> _Prompt_
Please return the lines of the data below, word for word, from the first line through the line containing "Go ahead, prove it: find the flat".
━━━━━━
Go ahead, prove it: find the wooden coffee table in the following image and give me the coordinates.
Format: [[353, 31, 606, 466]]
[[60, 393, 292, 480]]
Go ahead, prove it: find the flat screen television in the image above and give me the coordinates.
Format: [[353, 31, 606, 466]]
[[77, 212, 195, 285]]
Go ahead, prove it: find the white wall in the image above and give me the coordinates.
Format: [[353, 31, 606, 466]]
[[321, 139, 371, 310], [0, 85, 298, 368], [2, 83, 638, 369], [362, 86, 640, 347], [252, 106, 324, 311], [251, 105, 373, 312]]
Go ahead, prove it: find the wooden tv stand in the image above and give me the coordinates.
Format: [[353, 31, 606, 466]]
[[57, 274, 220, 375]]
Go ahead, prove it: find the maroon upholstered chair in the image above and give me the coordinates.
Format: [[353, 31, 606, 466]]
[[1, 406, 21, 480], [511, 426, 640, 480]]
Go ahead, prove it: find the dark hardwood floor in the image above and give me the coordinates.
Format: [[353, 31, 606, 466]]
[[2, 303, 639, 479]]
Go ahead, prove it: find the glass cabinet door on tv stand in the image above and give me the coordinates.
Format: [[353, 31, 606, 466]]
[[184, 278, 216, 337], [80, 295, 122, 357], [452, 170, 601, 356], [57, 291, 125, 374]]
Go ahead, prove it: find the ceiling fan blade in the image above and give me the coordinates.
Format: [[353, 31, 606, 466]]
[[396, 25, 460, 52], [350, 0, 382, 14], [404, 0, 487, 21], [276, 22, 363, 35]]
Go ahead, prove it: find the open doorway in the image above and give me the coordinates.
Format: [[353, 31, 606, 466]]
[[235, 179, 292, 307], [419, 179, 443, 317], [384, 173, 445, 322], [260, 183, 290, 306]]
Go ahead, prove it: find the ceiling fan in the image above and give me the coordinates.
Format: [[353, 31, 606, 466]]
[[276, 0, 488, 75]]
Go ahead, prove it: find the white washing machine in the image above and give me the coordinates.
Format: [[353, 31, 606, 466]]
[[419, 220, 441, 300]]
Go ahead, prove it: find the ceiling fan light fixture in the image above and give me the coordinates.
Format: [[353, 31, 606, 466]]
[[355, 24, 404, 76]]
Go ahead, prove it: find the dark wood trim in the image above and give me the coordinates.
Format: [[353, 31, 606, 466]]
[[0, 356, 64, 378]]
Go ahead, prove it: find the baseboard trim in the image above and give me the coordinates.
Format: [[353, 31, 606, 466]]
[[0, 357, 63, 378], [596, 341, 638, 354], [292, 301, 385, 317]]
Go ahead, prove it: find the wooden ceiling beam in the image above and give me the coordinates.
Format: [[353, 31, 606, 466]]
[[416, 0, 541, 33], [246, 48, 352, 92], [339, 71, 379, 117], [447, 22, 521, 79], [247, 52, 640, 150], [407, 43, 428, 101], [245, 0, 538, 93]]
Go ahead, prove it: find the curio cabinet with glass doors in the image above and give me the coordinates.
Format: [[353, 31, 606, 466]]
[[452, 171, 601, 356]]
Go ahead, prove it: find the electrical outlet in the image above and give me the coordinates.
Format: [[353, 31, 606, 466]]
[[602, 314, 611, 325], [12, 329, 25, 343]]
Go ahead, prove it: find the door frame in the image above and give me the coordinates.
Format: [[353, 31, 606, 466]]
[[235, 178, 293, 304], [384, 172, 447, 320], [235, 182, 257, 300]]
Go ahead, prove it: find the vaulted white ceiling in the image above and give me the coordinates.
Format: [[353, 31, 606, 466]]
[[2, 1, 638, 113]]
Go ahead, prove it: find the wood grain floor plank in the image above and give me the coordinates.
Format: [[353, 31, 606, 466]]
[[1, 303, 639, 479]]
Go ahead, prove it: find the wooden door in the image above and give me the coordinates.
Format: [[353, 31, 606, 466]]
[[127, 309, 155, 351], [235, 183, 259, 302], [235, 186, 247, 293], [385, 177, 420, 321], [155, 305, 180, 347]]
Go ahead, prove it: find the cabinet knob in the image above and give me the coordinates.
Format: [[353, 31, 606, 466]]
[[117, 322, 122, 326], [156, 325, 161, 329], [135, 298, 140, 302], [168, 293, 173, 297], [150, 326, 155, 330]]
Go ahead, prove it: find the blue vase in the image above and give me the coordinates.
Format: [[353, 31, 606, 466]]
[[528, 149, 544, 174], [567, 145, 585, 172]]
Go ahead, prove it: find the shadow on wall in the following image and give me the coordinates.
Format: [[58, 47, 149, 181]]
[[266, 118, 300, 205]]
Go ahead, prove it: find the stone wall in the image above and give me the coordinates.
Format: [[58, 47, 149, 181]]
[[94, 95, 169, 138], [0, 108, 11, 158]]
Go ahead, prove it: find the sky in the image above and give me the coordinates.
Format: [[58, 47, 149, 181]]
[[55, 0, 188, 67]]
━━━━━━
> _Solution for this task_
Go ahead, prove it: find the wooden coffee table in the following image and give me the coordinates.
Format: [[353, 31, 606, 466]]
[[60, 393, 292, 480]]
Go ahead, prove it: find the flat screen television in the image above and give me the coordinates.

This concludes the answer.